[MATERIAL SHOWN]:
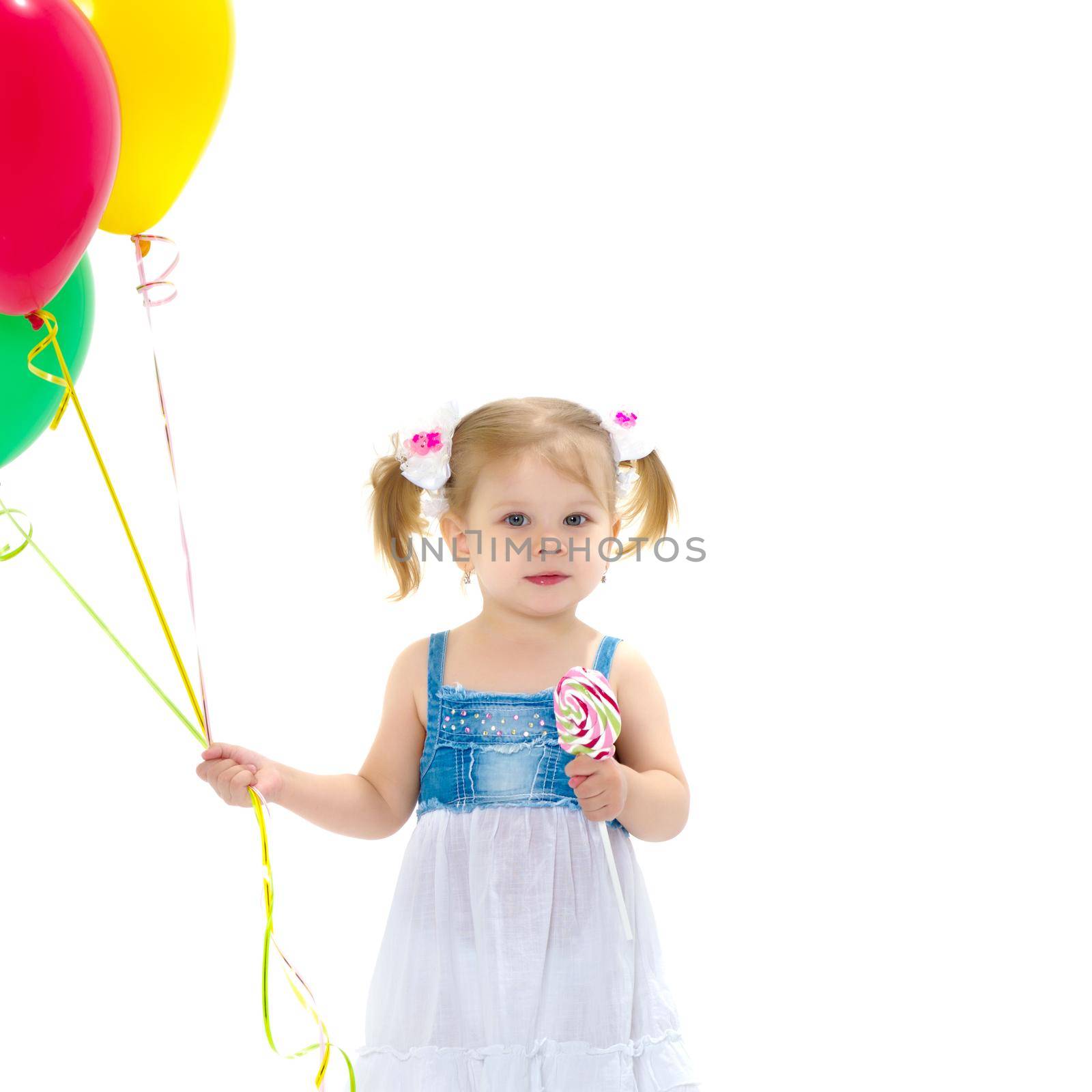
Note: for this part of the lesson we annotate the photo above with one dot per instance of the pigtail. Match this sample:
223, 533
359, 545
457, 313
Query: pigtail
651, 498
394, 508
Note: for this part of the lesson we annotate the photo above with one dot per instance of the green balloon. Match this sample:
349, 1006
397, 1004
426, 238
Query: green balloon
27, 403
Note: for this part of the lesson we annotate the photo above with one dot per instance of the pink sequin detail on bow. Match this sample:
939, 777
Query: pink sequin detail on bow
422, 444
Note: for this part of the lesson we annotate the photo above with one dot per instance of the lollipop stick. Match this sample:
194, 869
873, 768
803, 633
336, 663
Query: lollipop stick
614, 878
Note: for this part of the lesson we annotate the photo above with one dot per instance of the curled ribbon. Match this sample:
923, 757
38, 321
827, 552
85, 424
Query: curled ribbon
142, 246
7, 551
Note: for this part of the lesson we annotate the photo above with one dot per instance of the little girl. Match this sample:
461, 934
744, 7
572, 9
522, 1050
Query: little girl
505, 964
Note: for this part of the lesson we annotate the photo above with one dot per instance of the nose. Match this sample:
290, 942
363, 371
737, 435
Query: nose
551, 546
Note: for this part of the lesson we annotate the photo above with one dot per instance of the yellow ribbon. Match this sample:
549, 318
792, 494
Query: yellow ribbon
65, 379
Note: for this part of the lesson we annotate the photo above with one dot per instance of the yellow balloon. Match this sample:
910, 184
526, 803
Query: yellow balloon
173, 65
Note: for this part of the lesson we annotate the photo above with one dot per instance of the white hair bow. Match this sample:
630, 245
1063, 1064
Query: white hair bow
425, 453
629, 442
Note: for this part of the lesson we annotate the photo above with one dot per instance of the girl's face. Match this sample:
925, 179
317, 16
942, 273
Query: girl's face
526, 522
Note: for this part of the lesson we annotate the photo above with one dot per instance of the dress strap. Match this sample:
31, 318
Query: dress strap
605, 655
437, 653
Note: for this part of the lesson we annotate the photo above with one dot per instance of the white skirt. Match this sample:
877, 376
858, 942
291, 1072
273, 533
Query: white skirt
505, 966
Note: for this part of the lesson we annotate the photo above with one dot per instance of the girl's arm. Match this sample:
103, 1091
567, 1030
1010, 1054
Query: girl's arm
658, 797
378, 801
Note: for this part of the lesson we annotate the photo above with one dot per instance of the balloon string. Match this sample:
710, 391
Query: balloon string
7, 553
66, 380
143, 246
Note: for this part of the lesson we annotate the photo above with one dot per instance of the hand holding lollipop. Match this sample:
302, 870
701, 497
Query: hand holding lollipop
589, 723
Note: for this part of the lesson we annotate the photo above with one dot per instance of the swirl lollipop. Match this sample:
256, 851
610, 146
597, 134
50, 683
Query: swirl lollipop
589, 723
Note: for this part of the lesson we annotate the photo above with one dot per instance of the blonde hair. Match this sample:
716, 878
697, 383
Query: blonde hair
562, 434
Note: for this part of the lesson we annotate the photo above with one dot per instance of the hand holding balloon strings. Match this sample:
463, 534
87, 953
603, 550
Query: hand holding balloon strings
589, 723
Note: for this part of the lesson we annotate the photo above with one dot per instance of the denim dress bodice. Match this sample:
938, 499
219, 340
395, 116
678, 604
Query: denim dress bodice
489, 749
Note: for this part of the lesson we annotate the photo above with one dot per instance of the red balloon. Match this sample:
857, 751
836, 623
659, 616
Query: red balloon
60, 136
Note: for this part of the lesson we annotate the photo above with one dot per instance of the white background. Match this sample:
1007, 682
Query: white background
841, 254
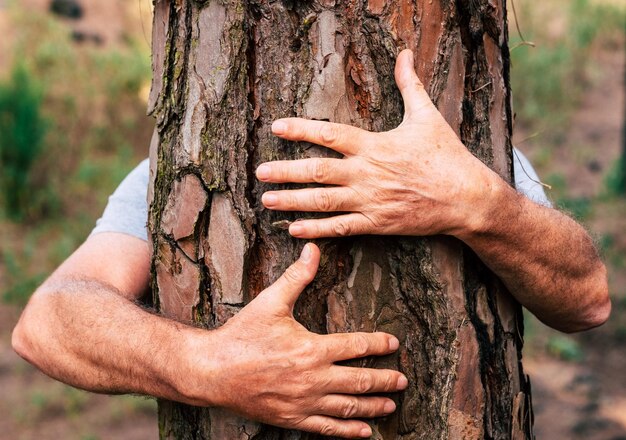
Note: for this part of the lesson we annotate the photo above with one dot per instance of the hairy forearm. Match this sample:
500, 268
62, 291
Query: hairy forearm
546, 260
86, 334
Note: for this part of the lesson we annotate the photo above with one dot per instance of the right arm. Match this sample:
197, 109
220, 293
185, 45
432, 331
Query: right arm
83, 327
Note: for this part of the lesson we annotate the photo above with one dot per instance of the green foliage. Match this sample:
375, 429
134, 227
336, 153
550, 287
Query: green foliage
615, 179
22, 133
549, 78
21, 283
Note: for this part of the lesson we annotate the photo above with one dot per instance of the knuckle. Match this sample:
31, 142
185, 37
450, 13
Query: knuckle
323, 201
327, 429
360, 345
319, 171
329, 133
391, 381
342, 228
293, 274
364, 382
349, 408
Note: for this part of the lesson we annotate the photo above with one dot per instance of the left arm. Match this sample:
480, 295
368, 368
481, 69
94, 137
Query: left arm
419, 179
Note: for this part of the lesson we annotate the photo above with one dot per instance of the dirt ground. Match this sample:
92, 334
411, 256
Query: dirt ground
587, 399
583, 399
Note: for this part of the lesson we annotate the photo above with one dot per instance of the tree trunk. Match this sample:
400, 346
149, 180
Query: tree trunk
223, 71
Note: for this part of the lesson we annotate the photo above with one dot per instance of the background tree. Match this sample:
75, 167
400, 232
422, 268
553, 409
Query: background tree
223, 71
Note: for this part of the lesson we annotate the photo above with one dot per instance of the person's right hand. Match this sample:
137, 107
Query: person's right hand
267, 367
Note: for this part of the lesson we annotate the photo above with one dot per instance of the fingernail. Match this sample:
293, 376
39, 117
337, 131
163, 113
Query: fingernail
403, 382
295, 229
269, 199
279, 127
306, 254
263, 172
390, 407
394, 344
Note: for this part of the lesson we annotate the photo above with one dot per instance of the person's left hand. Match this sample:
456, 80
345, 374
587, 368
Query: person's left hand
418, 179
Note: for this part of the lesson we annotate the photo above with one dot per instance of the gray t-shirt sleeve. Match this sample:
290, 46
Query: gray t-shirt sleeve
527, 181
127, 210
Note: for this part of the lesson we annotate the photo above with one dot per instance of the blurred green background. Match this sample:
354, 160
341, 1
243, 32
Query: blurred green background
73, 96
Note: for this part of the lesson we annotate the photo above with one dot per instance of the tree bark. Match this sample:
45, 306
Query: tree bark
223, 71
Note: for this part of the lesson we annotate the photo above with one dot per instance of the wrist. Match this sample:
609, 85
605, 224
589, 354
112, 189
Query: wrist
197, 378
487, 200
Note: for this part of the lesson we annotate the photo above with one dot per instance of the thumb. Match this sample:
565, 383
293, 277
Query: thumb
411, 88
290, 285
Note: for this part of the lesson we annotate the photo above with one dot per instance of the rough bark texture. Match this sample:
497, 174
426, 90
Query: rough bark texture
223, 71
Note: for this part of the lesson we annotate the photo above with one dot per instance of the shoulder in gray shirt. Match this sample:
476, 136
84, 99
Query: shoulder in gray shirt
127, 210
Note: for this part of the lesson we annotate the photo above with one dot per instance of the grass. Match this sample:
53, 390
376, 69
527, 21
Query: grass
95, 132
548, 79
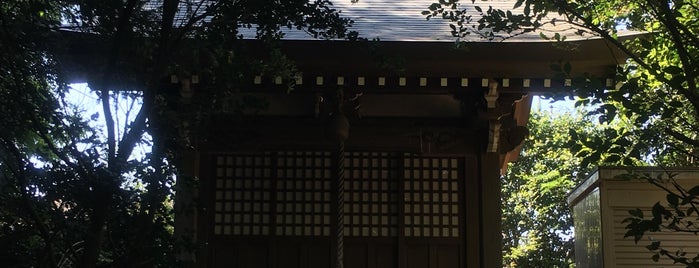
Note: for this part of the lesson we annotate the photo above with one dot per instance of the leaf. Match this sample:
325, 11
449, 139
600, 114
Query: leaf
673, 199
567, 68
694, 191
636, 213
655, 245
673, 70
518, 4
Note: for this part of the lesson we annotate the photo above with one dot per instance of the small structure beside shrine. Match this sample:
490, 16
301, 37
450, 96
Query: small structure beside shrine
602, 202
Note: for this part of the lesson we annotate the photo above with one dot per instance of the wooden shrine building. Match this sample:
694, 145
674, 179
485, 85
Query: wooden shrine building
401, 170
374, 165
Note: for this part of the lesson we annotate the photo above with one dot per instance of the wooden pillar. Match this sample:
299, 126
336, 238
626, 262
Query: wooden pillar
491, 214
185, 209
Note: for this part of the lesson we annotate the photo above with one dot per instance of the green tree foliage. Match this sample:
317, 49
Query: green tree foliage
537, 223
657, 98
76, 196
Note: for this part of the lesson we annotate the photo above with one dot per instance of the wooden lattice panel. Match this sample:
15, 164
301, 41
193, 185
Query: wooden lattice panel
370, 194
431, 199
303, 194
242, 200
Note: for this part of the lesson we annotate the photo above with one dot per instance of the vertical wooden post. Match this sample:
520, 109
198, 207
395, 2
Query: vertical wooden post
340, 207
490, 207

[TASK REQUIREMENTS]: The lines to reproduce run from the one that contains "the wooden pillar." through the last line above; copy them exactly.

[WRITTEN RESPONSE]:
Note: for this part of the lesson we annotate the photo above with one dot per instance of the wooden pillar. Match this sample:
299, 126
336, 238
626, 262
Query: wooden pillar
491, 214
185, 209
Note: for this part of the lesson we annotate the photo above with one dot per instance of the green tree foliage. Match this sample:
317, 49
Query: green tree foliage
537, 223
657, 98
76, 196
Note: for this part of the lesson we annotate the photo above with one dot per instance of the wooden lattice panel. Match this sample:
15, 164
301, 41
193, 185
Query: wooden lattice panel
370, 194
431, 199
303, 194
242, 200
Note: for this part of the lesson we annotate the photo above with one dot per instance of the vertical wooden post. Match this sample:
520, 109
198, 207
395, 2
Query: vertical wooden post
340, 207
490, 207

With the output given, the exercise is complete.